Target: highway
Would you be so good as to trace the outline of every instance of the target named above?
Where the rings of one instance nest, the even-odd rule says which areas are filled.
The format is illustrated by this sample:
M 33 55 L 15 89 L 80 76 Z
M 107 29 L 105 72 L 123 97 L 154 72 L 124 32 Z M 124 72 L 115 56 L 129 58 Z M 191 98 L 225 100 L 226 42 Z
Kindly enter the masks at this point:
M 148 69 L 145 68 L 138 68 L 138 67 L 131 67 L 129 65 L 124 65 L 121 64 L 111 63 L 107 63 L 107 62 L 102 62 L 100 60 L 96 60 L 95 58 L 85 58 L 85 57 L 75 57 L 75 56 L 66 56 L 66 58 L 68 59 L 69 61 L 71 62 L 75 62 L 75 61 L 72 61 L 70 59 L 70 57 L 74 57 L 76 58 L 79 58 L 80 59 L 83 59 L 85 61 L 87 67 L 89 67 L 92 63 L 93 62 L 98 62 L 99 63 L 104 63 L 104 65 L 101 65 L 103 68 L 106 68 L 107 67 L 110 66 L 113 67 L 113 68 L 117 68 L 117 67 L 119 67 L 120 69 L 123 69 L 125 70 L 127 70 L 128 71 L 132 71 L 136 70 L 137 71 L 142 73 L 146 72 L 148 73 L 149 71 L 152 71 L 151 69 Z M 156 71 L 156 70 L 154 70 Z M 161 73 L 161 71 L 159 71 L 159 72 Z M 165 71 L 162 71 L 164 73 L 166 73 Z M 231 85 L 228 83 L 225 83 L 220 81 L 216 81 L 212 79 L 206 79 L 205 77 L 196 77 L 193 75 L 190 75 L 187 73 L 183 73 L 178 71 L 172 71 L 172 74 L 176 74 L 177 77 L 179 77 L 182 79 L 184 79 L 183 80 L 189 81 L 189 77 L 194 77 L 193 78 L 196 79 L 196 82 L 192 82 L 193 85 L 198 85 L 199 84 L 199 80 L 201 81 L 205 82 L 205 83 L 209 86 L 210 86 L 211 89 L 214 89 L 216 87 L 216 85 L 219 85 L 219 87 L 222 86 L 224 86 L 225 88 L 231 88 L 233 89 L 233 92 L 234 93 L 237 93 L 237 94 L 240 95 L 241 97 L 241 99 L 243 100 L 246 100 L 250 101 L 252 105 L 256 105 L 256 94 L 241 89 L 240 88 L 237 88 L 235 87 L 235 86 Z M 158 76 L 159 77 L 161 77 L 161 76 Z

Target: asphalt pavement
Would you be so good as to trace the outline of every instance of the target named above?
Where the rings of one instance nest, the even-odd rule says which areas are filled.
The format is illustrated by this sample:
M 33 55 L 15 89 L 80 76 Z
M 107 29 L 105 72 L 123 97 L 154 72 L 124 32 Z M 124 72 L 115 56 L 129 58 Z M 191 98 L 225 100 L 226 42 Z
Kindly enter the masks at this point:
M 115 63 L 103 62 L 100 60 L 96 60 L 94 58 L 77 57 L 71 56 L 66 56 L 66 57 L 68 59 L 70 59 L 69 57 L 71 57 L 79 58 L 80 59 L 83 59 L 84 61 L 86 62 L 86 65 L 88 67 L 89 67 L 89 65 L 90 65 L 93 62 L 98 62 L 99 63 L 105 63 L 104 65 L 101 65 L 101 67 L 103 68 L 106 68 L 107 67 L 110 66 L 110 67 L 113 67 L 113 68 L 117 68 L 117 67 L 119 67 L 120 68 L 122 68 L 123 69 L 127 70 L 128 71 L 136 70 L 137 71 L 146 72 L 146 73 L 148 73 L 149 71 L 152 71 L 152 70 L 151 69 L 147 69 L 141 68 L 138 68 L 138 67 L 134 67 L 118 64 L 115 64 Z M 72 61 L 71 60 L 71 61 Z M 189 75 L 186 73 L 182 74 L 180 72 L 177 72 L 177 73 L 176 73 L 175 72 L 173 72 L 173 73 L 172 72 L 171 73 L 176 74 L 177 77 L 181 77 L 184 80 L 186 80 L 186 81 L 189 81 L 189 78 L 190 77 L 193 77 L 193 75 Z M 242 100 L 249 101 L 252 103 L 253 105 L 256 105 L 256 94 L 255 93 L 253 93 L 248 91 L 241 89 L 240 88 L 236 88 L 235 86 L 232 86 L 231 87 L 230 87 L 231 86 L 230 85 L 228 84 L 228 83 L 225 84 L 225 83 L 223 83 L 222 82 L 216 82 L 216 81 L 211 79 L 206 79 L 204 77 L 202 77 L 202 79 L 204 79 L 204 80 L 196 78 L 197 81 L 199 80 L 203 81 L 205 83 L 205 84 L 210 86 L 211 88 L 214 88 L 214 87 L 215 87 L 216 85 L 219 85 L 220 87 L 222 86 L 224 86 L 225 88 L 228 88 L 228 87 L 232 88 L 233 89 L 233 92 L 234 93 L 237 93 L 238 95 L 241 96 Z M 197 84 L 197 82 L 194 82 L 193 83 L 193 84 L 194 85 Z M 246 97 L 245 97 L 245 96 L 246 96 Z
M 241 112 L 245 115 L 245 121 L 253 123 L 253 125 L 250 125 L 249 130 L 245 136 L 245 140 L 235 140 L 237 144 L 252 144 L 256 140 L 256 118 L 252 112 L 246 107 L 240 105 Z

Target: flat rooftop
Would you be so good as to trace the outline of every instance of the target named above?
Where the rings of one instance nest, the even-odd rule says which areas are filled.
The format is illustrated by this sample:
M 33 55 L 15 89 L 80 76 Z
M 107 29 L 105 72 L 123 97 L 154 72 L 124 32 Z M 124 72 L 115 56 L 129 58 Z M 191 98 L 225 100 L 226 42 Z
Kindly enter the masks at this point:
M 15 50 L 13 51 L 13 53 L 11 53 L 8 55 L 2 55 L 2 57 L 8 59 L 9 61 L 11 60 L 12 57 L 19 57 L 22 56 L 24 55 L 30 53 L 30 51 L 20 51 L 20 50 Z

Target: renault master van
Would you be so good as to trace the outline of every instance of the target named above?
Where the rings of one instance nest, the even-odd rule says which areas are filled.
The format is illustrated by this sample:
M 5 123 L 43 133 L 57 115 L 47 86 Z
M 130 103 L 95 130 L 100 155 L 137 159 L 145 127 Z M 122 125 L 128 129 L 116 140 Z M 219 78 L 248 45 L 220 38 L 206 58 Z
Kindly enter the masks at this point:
########################################
> **What this task involves**
Turn every line of the records above into a JSON list of strings, one string per line, leaving out blank lines.

> **Output of the task**
[
  "Target: highway",
  "Would you be so good as to trace the outline of every instance of the target named above?",
  "Where the rings of one instance nest, the even-odd rule says which areas are filled.",
  "The format is illustrated by this sample:",
  "M 33 55 L 15 89 L 80 76 Z",
  "M 107 29 L 105 72 L 123 97 L 154 72 L 124 32 Z M 124 72 L 115 56 L 129 58 Z M 191 98 L 225 100 L 226 42 Z",
  "Kindly enter the masks at this point:",
  "M 148 69 L 145 68 L 138 68 L 138 67 L 131 67 L 129 65 L 124 65 L 121 64 L 111 63 L 107 63 L 107 62 L 102 62 L 100 60 L 96 60 L 95 58 L 85 58 L 85 57 L 75 57 L 75 56 L 66 56 L 66 58 L 68 59 L 69 61 L 71 62 L 75 62 L 75 61 L 72 61 L 70 59 L 70 57 L 74 57 L 76 58 L 79 58 L 80 59 L 83 59 L 85 61 L 87 67 L 89 67 L 92 63 L 93 62 L 98 62 L 99 63 L 104 63 L 104 65 L 101 65 L 103 68 L 106 68 L 107 67 L 110 66 L 113 67 L 113 68 L 117 68 L 117 67 L 119 67 L 120 69 L 123 69 L 125 70 L 127 70 L 128 71 L 132 71 L 136 70 L 137 71 L 142 73 L 146 72 L 148 73 L 149 71 L 152 71 L 151 69 Z M 156 71 L 156 70 L 154 70 Z M 161 73 L 161 71 L 159 71 L 159 72 Z M 165 71 L 162 71 L 164 73 L 166 73 Z M 231 85 L 228 83 L 225 83 L 220 81 L 216 81 L 212 79 L 206 79 L 205 77 L 196 77 L 193 75 L 190 75 L 187 73 L 183 73 L 178 71 L 172 71 L 172 74 L 176 74 L 177 77 L 179 77 L 182 79 L 184 79 L 183 80 L 189 81 L 189 77 L 194 77 L 193 78 L 196 79 L 196 82 L 192 82 L 193 85 L 198 85 L 199 84 L 199 80 L 201 81 L 205 82 L 205 83 L 209 86 L 210 86 L 211 89 L 214 89 L 216 87 L 216 85 L 219 85 L 219 87 L 222 86 L 224 86 L 225 88 L 231 88 L 233 89 L 233 92 L 234 93 L 237 93 L 237 94 L 240 95 L 241 97 L 241 99 L 243 100 L 246 100 L 250 101 L 252 105 L 256 105 L 256 94 L 241 89 L 240 88 L 237 88 L 235 87 L 235 86 Z M 158 76 L 159 77 L 161 77 L 161 76 Z",
  "Target: asphalt pavement",
  "Would you be so good as to trace the outline of every instance of the target named above?",
  "Where the rings of one instance nest, the even-odd rule says which areas are filled.",
  "The format is illustrated by this sample:",
  "M 33 55 L 15 89 L 80 76 Z",
  "M 107 29 L 105 72 L 123 97 L 154 72 L 124 32 Z M 124 72 L 115 56 L 129 58 Z M 191 98 L 225 100 L 226 42 Z",
  "Kindly enter the masks at this point:",
  "M 115 63 L 103 62 L 100 60 L 96 60 L 94 58 L 77 57 L 71 56 L 66 56 L 66 57 L 68 59 L 70 59 L 69 57 L 71 57 L 79 58 L 80 59 L 83 59 L 84 61 L 86 62 L 86 65 L 88 67 L 89 67 L 89 65 L 90 65 L 93 62 L 98 62 L 99 63 L 105 63 L 104 65 L 101 65 L 101 67 L 103 68 L 106 68 L 107 67 L 110 66 L 110 67 L 113 67 L 113 68 L 117 68 L 117 67 L 119 67 L 120 68 L 122 68 L 123 69 L 127 70 L 128 71 L 136 70 L 137 71 L 146 72 L 146 73 L 148 73 L 149 71 L 152 71 L 152 70 L 151 69 L 147 69 L 141 68 L 138 68 L 138 67 L 134 67 L 118 64 L 115 64 Z M 72 61 L 71 60 L 71 61 Z M 189 75 L 186 73 L 182 74 L 180 72 L 177 72 L 177 73 L 176 73 L 175 72 L 173 72 L 173 73 L 172 72 L 171 73 L 176 74 L 177 77 L 181 77 L 184 80 L 186 80 L 186 81 L 189 81 L 189 78 L 190 77 L 193 77 L 193 75 Z M 242 100 L 249 101 L 252 103 L 253 105 L 256 105 L 256 94 L 255 93 L 253 93 L 248 91 L 241 89 L 240 88 L 236 88 L 235 86 L 232 86 L 231 87 L 230 87 L 231 86 L 230 85 L 228 84 L 228 83 L 225 84 L 225 83 L 223 83 L 222 82 L 216 82 L 216 81 L 211 79 L 206 79 L 204 77 L 202 77 L 202 79 L 204 79 L 204 80 L 196 78 L 197 81 L 199 80 L 203 81 L 205 83 L 205 84 L 210 86 L 211 88 L 214 88 L 214 87 L 215 87 L 216 85 L 219 85 L 220 87 L 222 86 L 224 86 L 225 88 L 228 88 L 228 87 L 232 88 L 233 89 L 233 92 L 234 93 L 237 93 L 238 95 L 241 96 Z M 197 84 L 197 82 L 194 82 L 193 83 L 193 84 L 194 85 Z M 246 97 L 245 97 L 245 96 L 246 96 Z",
  "M 241 112 L 245 115 L 245 121 L 253 123 L 253 125 L 250 125 L 249 130 L 245 136 L 245 140 L 235 140 L 237 144 L 252 144 L 256 140 L 256 118 L 252 112 L 246 107 L 240 105 Z",
  "Target: flat rooftop",
  "Would you be so good as to trace the outline of every instance of the target named above?",
  "Where the rings of one instance nest, the even-odd rule says which areas are filled.",
  "The format is illustrated by this sample:",
  "M 33 55 L 15 89 L 80 76 Z",
  "M 107 29 L 105 72 L 123 97 L 154 72 L 124 32 Z M 124 72 L 115 56 L 129 58 Z M 191 98 L 225 100 L 226 42 Z",
  "Kindly enter the masks at this point:",
  "M 15 50 L 13 51 L 13 53 L 11 53 L 8 55 L 2 55 L 2 57 L 8 59 L 9 61 L 11 60 L 12 57 L 19 57 L 22 56 L 24 55 L 30 53 L 30 51 L 20 51 L 20 50 Z",
  "Target: renault master van",
  "Would you be so good as to trace the outline of every instance of the target named above?",
  "Where the rings of one instance nest, the even-odd rule says which areas are filled.",
  "The format is illustrated by this sample:",
  "M 5 123 L 43 133 L 57 115 L 47 86 Z",
  "M 130 103 L 95 130 L 100 155 L 137 159 L 145 127 Z M 122 125 L 128 129 L 116 140 Z M 219 78 L 248 45 L 220 38 L 206 58 Z",
  "Kindly enter the masks at this point:"
]